## DATASET RECORDS
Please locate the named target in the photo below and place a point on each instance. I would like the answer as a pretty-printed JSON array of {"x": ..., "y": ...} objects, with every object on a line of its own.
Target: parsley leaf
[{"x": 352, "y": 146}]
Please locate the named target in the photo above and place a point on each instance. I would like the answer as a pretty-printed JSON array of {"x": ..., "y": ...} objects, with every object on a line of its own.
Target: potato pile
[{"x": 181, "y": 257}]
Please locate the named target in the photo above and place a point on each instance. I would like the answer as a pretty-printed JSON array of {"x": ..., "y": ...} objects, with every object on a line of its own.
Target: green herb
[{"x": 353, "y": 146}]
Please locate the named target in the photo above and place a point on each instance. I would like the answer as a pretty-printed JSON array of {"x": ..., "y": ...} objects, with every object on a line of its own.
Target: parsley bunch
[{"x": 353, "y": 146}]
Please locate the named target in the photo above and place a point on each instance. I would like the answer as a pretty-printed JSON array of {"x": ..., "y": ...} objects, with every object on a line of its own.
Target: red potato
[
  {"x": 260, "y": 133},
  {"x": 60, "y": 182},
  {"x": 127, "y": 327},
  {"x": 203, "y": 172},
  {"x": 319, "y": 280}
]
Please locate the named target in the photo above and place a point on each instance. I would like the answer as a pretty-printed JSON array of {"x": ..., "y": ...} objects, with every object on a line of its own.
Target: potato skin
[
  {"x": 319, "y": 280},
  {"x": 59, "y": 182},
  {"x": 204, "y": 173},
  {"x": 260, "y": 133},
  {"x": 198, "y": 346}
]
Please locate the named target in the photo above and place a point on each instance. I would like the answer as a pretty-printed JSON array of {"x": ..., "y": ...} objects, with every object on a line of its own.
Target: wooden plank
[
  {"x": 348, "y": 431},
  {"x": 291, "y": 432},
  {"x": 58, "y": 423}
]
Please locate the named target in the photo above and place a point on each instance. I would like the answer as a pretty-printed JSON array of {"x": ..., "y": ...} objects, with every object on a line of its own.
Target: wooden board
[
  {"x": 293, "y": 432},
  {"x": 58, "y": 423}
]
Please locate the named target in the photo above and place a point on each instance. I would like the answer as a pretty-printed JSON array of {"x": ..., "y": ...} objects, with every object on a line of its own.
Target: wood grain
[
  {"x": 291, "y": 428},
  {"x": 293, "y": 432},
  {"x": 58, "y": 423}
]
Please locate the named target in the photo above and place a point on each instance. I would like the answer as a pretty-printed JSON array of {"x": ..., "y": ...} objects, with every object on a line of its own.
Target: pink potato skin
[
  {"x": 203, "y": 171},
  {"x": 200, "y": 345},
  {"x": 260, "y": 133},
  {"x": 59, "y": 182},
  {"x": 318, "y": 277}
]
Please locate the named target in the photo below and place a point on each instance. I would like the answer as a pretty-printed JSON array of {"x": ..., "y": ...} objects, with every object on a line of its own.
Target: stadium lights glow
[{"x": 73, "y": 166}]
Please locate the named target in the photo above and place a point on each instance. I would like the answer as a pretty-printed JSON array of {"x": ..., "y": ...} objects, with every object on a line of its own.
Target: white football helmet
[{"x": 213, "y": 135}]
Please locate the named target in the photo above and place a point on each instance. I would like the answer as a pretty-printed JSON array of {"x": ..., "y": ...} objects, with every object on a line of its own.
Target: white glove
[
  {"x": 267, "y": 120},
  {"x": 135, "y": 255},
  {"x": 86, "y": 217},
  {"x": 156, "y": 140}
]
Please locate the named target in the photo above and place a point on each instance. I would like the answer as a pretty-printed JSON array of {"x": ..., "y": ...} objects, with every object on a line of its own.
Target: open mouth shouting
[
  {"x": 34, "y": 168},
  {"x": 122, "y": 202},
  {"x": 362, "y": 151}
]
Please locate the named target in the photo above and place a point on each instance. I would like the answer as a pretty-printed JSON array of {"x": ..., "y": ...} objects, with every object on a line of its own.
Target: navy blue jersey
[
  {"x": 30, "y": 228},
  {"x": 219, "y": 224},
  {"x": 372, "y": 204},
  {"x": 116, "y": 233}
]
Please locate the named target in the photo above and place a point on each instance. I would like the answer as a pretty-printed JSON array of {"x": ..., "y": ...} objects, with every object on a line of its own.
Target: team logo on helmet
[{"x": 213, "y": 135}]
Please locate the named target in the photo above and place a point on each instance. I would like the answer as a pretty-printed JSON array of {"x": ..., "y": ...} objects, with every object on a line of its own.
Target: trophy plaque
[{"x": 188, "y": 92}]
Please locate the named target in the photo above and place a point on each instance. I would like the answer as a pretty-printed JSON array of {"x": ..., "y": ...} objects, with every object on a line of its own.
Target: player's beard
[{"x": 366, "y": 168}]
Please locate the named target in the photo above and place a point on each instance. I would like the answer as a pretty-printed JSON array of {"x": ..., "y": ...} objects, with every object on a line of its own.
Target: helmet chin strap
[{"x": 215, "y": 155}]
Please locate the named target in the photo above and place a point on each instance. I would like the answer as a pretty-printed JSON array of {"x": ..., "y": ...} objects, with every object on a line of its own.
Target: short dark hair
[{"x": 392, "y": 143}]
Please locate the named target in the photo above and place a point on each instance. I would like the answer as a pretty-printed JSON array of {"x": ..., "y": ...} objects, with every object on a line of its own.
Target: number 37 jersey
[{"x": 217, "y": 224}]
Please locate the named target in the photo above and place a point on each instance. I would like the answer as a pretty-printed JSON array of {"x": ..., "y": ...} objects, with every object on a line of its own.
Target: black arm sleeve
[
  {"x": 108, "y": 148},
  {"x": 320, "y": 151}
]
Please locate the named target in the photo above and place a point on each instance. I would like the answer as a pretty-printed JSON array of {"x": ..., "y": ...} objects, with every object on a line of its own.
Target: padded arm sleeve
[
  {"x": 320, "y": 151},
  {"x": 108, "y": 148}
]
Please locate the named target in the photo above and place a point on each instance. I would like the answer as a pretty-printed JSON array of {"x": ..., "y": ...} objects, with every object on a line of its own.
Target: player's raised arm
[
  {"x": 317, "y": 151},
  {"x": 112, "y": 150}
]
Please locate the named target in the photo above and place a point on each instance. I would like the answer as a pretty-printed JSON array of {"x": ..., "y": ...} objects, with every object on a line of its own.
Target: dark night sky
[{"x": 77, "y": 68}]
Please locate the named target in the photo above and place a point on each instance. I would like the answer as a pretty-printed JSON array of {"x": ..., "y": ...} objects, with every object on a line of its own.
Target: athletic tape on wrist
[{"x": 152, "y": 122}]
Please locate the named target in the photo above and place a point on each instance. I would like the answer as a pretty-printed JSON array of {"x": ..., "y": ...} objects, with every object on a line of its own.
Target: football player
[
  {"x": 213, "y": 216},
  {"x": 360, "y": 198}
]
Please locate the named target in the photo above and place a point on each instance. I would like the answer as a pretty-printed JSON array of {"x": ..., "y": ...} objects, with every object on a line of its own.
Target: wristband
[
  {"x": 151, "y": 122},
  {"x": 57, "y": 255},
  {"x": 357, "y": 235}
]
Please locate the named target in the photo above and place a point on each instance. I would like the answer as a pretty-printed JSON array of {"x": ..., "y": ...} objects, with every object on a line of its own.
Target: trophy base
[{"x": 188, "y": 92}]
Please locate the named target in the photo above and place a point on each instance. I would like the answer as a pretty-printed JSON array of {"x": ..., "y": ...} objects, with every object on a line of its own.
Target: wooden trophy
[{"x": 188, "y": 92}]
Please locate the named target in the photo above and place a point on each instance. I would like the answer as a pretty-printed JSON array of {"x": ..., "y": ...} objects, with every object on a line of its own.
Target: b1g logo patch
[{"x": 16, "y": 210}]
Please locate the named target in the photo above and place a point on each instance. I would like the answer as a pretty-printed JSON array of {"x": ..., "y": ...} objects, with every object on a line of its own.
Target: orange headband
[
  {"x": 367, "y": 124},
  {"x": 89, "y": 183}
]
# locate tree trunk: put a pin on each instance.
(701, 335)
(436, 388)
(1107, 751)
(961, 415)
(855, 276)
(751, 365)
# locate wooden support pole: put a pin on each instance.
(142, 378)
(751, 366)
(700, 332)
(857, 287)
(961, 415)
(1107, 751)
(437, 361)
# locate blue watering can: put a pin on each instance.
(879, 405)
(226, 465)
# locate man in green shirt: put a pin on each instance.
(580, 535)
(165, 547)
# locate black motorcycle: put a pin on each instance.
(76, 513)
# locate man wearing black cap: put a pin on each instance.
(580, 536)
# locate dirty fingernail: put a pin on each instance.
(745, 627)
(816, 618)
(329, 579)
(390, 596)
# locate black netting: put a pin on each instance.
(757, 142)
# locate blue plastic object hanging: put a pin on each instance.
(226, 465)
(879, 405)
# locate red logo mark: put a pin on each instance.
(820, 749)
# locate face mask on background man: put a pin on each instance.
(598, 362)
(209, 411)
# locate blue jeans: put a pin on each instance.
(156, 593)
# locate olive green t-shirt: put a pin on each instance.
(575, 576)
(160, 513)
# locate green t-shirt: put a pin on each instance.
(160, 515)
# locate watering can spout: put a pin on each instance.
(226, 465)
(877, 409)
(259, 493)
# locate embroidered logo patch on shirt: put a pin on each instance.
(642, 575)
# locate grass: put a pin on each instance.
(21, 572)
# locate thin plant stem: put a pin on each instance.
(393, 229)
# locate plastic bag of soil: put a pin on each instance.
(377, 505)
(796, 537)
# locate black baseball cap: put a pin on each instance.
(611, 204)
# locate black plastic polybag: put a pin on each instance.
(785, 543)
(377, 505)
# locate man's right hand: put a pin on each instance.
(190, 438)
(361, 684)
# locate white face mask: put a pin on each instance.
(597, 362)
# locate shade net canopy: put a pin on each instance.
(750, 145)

## WHAT THE TASK ASKS
Repeat only the lines from the one holding "# locate black plastic" through the last line of the data.

## PROBLEM SOLUTION
# locate black plastic polybag: put a pin on each instance.
(785, 543)
(377, 505)
# locate man's right hand: put a pin on each instance.
(190, 438)
(361, 684)
# locate white face mask: put a pin on each instance.
(597, 362)
# locate shade net canopy: put a pin on each instance.
(750, 145)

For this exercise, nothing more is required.